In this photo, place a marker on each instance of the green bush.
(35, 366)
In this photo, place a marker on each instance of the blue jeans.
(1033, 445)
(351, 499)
|---|
# [WORK REQUEST]
Reproduce the entire listing so that it matches the original in every line.

# [TASK OUTPUT]
In this photo, place a marker on each instance of the green bush.
(35, 366)
In this photo, place a marker on each instance of the blue jeans.
(1033, 445)
(351, 499)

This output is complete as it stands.